» **Your instructions**:
Begin at the line containing "Task: one point marks each instance of the blurred" in the records below, end at the line containing "Task: one point marks each instance of the white", and retype each line in that span exactly. No other line and no image should appear.

» **Materials provided**:
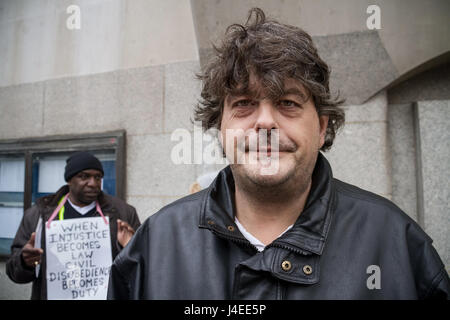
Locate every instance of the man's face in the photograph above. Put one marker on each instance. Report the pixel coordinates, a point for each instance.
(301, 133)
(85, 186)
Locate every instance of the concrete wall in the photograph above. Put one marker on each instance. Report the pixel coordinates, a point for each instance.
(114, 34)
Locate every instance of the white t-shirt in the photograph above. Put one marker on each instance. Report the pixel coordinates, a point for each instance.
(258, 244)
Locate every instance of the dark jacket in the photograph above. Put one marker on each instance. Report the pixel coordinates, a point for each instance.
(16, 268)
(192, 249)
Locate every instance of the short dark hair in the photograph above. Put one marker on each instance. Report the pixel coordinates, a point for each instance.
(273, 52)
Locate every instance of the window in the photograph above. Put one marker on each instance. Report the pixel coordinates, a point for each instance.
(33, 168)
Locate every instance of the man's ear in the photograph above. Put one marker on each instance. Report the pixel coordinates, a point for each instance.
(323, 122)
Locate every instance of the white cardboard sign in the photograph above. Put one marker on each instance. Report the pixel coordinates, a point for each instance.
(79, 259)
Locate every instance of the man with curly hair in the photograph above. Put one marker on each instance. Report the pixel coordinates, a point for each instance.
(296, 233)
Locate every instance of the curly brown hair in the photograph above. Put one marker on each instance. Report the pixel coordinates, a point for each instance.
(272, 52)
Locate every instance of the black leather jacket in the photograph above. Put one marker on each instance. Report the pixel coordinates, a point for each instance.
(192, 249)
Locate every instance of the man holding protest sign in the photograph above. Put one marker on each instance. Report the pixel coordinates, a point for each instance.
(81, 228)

==

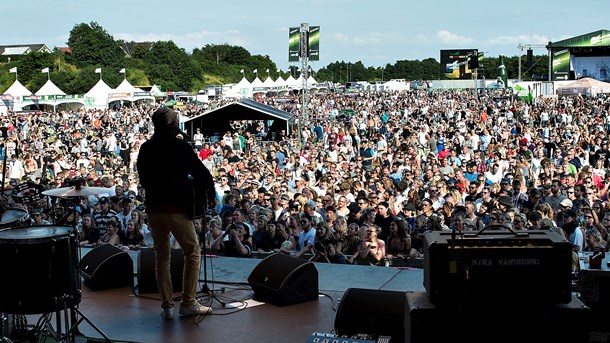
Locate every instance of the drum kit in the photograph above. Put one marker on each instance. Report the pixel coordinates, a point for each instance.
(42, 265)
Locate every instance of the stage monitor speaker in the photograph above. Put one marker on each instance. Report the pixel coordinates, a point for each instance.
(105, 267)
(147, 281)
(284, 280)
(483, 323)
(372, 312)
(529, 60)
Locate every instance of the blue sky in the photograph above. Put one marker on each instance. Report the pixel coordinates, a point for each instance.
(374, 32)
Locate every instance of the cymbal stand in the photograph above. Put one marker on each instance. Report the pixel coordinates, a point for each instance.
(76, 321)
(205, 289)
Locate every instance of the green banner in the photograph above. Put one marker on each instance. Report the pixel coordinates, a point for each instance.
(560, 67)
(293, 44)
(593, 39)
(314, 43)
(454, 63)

...

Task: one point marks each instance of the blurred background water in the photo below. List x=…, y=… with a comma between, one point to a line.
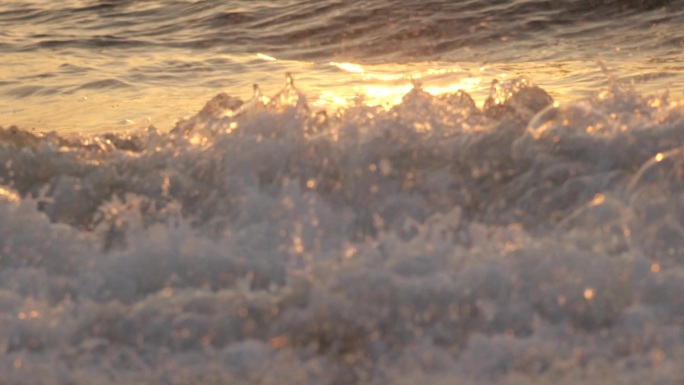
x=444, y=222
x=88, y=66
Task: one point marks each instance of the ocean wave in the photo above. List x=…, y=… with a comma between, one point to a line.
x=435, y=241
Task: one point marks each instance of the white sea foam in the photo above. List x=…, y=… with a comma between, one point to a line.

» **Solution**:
Task: one point marks each instance of the blurred background water in the photo below. List x=…, y=… with a comma between, one point to a line.
x=444, y=222
x=88, y=66
Task: one point marks each instance of the ocean wave in the photo above. List x=…, y=… with a comma between, one point to a line.
x=435, y=241
Task: one point marks each instance of the white sea foam in the photo above. List x=…, y=… with a comma between, one point to a line.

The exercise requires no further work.